## Given problem
Starting at the line that contains "of the floor" and ending at the last line of the records, rewrite those lines with every "shower wall" swapped for "shower enclosure" and nothing else altered. Output only those lines.

[Rows from a pointing dataset]
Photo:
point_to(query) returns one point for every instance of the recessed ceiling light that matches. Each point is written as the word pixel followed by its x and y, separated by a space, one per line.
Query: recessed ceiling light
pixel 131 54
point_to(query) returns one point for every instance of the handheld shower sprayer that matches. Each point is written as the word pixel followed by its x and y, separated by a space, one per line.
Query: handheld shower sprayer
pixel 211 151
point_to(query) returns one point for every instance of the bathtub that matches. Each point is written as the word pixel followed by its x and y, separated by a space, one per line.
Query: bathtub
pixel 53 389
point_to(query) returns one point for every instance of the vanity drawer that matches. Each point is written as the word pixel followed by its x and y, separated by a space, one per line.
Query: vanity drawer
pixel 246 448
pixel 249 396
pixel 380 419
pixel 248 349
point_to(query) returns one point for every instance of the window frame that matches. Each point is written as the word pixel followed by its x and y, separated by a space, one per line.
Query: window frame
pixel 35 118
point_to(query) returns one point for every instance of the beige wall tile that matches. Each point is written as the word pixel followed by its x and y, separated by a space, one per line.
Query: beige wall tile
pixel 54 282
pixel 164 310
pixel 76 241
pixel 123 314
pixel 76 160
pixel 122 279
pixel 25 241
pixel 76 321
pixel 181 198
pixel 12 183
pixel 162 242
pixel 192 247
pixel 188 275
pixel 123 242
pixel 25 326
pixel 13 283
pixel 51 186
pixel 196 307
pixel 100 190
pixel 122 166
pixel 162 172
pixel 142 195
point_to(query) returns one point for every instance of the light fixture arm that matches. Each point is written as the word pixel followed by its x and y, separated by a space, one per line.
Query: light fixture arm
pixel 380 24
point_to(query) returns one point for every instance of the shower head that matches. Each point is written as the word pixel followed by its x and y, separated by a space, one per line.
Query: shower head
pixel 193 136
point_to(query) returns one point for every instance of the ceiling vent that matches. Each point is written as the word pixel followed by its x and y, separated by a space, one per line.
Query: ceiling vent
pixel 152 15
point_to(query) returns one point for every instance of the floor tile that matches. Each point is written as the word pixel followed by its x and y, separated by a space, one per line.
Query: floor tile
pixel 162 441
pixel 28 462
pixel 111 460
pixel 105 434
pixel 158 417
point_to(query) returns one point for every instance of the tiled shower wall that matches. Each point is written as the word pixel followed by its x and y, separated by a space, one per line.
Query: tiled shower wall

## Solution to this problem
point_to(query) returns one point for every instance of the floor tile that matches. Each point is written as the word pixel followed by its x and y, separated by a space, one per line.
Query: floor tile
pixel 162 441
pixel 28 462
pixel 111 460
pixel 105 434
pixel 158 417
point_to(query) returns one point for every instance of the tiled shower enclosure that matches. Each point is written as the word pixel followed by its x and y, separated by a space, one per line.
Query: tiled shower enclosure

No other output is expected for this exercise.